• _Work instructions_
Output range, inclusive: from the line containing "Target: utility pole" to the line containing "Target: blue stripe on bus". Restate those lines from the data below word for word and only those.

• _Dataset records_
+--

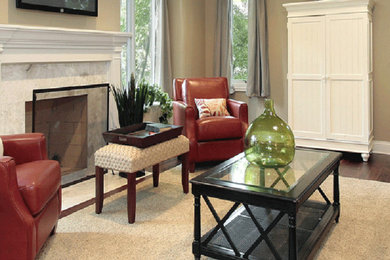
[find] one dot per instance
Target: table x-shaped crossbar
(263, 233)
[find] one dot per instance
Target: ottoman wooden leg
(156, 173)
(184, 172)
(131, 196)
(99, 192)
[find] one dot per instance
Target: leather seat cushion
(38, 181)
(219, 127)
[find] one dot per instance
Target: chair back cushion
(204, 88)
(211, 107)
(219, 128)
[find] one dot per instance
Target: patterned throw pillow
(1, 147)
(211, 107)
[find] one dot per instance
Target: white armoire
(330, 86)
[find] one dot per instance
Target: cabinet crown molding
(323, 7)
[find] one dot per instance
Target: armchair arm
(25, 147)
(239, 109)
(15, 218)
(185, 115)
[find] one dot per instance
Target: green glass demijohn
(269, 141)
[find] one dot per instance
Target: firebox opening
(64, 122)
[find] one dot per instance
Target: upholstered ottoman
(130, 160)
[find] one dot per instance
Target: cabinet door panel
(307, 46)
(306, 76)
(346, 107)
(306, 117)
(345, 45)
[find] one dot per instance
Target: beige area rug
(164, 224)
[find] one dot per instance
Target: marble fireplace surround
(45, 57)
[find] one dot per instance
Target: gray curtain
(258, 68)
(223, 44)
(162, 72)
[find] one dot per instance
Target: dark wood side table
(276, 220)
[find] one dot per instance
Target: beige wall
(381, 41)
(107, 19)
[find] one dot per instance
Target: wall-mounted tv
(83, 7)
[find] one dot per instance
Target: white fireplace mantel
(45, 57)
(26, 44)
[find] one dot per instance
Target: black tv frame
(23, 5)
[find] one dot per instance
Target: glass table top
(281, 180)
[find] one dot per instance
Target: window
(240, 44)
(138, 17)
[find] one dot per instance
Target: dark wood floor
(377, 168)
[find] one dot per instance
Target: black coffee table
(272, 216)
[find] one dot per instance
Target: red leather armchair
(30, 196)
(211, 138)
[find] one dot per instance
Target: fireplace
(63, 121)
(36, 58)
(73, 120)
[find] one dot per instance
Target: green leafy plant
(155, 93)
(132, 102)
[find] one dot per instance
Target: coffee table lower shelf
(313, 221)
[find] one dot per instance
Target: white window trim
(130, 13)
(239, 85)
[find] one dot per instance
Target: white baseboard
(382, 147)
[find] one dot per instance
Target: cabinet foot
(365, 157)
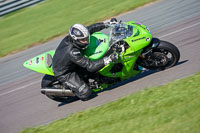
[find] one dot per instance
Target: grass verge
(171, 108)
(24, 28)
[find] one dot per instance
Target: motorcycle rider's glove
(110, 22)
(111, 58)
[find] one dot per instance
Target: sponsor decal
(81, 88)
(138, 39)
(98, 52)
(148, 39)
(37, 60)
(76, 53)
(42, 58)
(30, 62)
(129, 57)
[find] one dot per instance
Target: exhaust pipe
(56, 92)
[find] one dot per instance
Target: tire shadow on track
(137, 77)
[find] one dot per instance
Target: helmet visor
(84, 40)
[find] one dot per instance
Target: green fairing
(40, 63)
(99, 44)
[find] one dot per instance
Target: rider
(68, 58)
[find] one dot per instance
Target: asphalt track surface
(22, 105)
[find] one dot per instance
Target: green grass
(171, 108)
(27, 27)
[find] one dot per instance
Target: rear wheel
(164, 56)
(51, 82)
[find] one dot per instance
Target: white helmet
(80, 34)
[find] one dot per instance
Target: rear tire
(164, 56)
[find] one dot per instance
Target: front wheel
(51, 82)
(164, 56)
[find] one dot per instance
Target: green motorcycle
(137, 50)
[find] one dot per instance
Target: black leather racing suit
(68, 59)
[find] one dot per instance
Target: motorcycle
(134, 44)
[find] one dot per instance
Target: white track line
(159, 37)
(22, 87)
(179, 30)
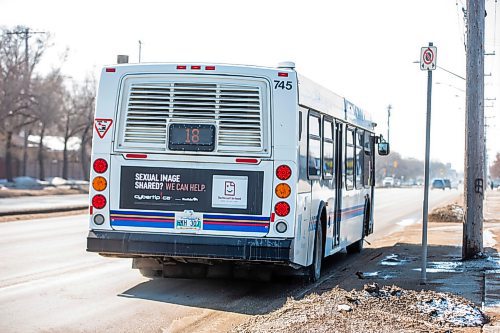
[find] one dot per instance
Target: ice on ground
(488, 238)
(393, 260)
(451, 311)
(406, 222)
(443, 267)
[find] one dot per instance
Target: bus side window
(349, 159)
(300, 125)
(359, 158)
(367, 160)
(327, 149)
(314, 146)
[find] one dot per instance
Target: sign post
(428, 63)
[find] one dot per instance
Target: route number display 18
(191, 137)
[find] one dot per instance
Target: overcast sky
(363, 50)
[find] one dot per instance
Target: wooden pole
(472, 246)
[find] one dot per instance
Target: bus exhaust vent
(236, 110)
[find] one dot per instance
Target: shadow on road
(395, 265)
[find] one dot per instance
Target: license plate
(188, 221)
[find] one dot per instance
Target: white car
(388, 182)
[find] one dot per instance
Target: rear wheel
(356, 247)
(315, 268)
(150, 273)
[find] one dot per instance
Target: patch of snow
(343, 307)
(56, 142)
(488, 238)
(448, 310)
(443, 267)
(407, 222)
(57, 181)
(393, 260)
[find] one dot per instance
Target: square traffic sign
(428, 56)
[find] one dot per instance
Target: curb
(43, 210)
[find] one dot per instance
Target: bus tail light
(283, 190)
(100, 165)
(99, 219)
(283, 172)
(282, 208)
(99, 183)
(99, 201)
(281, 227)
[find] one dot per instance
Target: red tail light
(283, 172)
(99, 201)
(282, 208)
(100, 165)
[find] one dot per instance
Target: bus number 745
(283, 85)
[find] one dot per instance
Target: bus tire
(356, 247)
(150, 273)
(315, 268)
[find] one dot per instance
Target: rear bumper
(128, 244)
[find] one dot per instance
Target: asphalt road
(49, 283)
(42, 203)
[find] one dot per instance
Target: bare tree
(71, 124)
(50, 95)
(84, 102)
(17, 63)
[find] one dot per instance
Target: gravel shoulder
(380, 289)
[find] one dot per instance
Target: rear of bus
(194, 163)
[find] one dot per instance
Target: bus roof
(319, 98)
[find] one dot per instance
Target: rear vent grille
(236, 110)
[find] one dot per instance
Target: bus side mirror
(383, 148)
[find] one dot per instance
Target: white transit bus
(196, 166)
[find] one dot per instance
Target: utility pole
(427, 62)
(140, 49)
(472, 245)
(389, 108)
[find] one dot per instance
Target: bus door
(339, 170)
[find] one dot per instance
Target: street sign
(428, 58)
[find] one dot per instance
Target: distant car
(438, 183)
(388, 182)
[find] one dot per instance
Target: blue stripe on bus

+--

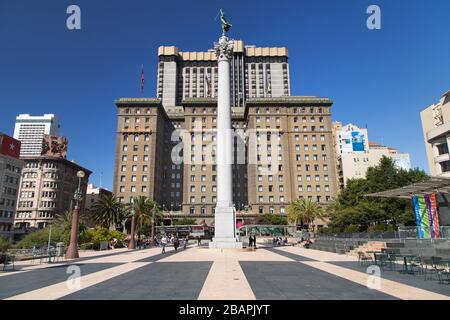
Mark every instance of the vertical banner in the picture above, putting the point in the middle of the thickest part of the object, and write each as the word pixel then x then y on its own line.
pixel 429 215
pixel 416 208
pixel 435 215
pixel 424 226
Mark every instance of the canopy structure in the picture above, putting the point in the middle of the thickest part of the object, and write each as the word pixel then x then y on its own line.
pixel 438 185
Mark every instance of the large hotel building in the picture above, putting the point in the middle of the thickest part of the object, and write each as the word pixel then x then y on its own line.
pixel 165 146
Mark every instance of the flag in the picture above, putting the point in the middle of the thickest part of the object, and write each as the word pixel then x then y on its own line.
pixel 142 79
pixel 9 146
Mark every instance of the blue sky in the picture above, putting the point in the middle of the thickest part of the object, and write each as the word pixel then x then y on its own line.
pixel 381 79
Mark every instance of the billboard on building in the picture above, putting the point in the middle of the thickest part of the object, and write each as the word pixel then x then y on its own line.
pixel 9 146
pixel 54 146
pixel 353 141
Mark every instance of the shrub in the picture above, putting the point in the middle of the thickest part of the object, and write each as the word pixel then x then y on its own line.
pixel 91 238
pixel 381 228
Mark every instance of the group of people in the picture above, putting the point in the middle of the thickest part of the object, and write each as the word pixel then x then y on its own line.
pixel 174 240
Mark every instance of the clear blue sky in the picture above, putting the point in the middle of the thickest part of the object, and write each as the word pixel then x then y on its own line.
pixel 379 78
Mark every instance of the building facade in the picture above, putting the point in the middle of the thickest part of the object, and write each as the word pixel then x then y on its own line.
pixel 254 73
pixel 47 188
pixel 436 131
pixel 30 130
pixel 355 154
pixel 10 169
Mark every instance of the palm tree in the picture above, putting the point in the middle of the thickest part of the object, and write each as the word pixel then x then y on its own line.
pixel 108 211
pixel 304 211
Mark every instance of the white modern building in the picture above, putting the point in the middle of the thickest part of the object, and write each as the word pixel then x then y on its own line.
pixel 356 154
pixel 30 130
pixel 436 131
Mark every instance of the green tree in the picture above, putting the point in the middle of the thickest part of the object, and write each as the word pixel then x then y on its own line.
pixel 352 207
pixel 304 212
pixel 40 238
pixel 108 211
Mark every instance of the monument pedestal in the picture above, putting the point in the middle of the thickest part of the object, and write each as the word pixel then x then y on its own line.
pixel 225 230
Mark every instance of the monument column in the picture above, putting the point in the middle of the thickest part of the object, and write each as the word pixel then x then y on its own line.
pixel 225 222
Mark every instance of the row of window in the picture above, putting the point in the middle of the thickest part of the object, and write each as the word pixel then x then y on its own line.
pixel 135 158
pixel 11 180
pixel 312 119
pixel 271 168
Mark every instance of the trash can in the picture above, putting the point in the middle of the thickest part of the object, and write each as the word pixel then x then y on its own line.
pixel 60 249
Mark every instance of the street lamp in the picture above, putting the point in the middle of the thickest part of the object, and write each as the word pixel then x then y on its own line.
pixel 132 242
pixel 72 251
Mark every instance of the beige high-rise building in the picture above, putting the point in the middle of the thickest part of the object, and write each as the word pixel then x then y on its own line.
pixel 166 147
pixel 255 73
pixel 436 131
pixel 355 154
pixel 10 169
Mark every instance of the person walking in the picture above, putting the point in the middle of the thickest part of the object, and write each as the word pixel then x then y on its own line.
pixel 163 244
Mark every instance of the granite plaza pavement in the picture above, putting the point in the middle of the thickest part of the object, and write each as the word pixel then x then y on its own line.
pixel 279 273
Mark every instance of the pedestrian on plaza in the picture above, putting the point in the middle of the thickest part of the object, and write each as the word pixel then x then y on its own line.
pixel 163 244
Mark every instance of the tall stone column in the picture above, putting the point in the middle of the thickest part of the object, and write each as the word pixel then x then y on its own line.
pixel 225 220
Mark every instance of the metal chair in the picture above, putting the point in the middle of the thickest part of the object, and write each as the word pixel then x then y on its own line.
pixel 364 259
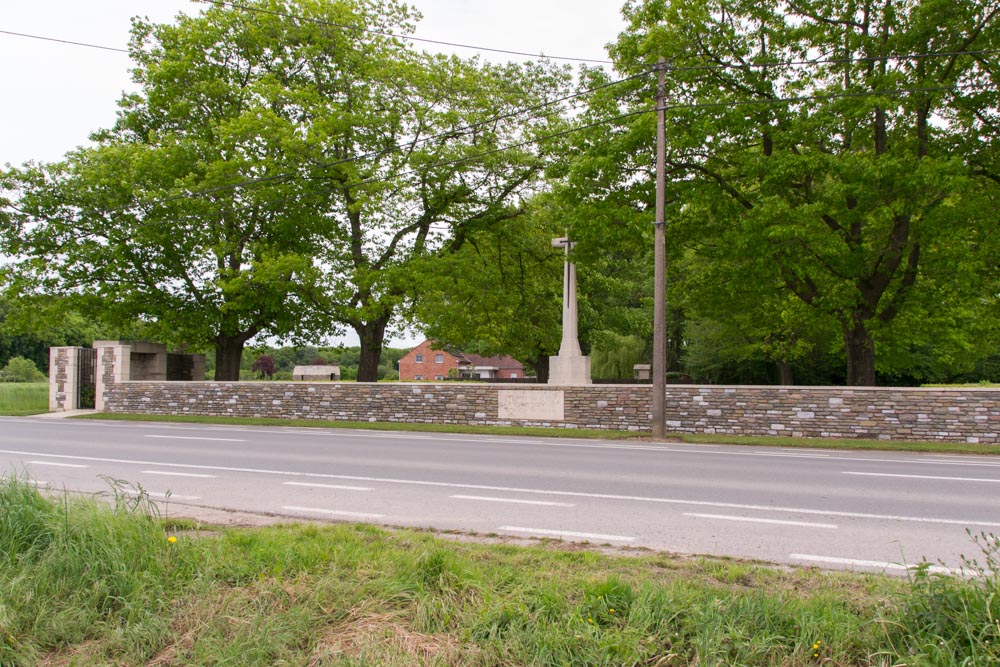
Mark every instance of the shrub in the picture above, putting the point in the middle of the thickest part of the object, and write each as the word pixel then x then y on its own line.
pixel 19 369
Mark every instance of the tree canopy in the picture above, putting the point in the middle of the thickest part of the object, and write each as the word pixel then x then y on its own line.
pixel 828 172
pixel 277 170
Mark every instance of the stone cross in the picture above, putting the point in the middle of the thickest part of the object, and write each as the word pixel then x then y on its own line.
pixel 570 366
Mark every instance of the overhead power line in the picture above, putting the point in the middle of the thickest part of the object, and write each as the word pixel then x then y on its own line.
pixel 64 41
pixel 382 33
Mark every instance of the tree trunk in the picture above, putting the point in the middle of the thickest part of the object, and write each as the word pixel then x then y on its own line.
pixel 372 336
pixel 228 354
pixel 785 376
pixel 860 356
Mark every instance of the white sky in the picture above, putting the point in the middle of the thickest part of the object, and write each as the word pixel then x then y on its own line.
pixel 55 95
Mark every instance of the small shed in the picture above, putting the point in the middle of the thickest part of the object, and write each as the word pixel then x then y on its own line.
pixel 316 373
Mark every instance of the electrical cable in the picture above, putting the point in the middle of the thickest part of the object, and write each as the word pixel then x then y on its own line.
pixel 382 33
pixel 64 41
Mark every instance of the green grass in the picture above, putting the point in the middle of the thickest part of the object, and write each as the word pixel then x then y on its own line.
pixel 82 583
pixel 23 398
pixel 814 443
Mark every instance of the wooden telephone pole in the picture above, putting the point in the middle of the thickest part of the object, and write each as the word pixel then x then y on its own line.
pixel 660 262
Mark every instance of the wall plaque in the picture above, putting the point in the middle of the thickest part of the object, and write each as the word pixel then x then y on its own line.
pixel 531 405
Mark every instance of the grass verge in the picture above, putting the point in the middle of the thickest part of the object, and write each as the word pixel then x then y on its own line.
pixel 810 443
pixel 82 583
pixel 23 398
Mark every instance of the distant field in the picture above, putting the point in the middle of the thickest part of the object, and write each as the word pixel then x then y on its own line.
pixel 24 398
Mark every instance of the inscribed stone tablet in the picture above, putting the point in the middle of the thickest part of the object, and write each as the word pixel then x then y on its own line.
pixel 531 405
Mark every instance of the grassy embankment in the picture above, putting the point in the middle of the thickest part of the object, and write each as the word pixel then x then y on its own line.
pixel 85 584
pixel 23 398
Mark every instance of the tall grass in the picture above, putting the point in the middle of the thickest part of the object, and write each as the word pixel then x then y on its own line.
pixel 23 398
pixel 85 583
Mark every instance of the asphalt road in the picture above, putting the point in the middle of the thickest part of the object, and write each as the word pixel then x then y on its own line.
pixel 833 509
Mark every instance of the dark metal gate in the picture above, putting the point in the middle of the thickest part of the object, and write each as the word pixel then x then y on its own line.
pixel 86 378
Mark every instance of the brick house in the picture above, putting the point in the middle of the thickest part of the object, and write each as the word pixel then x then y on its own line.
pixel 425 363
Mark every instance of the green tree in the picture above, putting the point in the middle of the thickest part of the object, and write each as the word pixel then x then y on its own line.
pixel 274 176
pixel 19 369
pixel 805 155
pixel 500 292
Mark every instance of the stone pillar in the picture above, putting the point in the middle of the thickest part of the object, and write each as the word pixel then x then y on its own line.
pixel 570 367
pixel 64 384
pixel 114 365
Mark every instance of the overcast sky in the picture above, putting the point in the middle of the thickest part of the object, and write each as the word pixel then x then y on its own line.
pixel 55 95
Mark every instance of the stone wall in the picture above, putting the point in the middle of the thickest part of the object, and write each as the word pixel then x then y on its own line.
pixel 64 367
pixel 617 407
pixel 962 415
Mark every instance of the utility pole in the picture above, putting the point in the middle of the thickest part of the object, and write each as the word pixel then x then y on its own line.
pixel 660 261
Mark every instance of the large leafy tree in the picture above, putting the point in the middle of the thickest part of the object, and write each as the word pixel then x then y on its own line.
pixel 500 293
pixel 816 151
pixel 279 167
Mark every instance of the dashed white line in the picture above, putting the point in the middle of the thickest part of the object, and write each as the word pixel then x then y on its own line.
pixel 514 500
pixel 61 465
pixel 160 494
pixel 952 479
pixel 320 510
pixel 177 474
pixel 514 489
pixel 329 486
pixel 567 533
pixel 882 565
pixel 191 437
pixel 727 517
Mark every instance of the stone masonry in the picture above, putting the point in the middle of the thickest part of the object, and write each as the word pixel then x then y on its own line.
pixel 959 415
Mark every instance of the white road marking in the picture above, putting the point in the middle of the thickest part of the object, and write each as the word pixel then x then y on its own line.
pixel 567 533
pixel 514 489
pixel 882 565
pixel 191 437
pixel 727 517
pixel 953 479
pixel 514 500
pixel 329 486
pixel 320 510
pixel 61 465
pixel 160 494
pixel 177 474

+--

• _Output for this task_
Target: utility pole
(427, 62)
(140, 49)
(472, 245)
(389, 108)
[find] one dot per instance
Target: bus door
(339, 170)
[find] one dot per instance
Target: street sign
(428, 58)
[find] one dot per instance
Target: distant car
(438, 183)
(388, 182)
[find] one dot per instance
Target: blue stripe on bus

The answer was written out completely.